(YOUR TASKS):
1) Swap "update" for "upgrade" in the passage on lost features, and write it out again from "Also lost are" up to and including "offer up-to-date packages).".
2) Carry on the passage about features lost in liberating the downloader, picking up right after its final sentence.

(TEXT SEGMENT):
☆ ☆ ☆ ☆ ☆

>What has been the functionality lost while liberating it?
The main function lost has been the ability to download YouTube videos with
'encrypted signatures'. These videos have a scrambled (not even encrypted,
really) ID used in place of the 'real' video ID in their video page,
requiring a separate proprietary script be downloaded and run from YouTube;
thus, these videos are 'off-limits' until it becomes feasible to reverse
engineer the algorithm used. *HOWEVER*, this only affects those videos which
use it- likely music videos/movies in most cases, which means most should
work fine.
Also lost are the ability to log in to iQiyi, and the integrated update
command. The former is for reasons of freedom also, as it requires executing
some 'SDK' script downloaded from their site in order to authenticate the
user. The latter, admittedly, isn't so much for reasons of liberty as
convenience; frankly, I see no reason to add ANOTHER update utility rather
than just allowing the user to use their main one (with a PPA/repository to
offer up-to-date packages).

☆ ☆ ☆ ☆ ☆

(RAW DATA):
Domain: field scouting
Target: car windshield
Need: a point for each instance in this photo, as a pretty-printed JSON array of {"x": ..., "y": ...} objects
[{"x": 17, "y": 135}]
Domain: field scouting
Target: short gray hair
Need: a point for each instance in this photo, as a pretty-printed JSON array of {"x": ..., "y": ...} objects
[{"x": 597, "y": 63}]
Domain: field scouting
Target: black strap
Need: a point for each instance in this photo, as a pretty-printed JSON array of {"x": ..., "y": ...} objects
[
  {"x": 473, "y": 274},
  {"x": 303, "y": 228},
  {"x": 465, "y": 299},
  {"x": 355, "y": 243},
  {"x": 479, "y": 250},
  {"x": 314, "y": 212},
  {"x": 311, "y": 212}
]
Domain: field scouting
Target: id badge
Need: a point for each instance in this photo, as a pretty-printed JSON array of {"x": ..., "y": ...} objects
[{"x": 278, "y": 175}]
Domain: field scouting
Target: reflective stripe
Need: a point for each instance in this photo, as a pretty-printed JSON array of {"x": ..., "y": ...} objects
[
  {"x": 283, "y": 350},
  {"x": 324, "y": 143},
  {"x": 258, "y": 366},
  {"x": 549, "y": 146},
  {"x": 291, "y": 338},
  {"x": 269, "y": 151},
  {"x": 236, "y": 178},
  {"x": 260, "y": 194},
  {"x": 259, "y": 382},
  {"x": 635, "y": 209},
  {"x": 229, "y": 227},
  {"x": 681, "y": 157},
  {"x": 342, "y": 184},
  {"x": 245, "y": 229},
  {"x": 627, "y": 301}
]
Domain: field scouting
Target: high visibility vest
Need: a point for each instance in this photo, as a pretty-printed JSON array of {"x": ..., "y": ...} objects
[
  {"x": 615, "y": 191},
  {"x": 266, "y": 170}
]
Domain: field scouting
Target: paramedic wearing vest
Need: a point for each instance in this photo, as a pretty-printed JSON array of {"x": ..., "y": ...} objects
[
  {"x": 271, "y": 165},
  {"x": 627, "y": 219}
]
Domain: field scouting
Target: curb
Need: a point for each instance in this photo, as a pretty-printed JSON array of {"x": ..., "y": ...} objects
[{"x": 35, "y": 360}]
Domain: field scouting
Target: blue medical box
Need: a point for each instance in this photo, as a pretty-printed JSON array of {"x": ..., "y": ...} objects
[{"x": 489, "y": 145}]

☆ ☆ ☆ ☆ ☆

(TASK-BY-TASK ANSWERS):
1)
Also lost are the ability to log in to iQiyi, and the integrated upgrade
command. The former is for reasons of freedom also, as it requires executing
some 'SDK' script downloaded from their site in order to authenticate the
user. The latter, admittedly, isn't so much for reasons of liberty as
convenience; frankly, I see no reason to add ANOTHER upgrade utility rather
than just allowing the user to use their main one (with a PPA/repository to
offer up-to-date packages).

2)
>Is Soon.to.be.Free the same person as "Grace Past"?
We are indeed the same sentient being. I can't confirm or deny that I'm a
human being though :).
> Google supposedly has the motto "Don't be evil", but they
>are very evil, while pretending they're good and caring for
>people
It really is a pity that they've ended up like this. Although it might be
naive to presume they were above corporate greed, they did show leadership in
'open-sourcing' Android- surely not being totally oblivious to what potential
profits it could bring- and even acquiring YouTube, given the lack of copy
protection in the service (in 2007, anyway). Perhaps I'm exaggerating the
risk-taking and forward-thinking mindset exhibited. Even if so, though, it's
sad to see how 'corporate' they are now, with the fabled '20% on work, 80% on
your own projects' policy perhaps the last remaining monument to their
innovation-prone startup origins.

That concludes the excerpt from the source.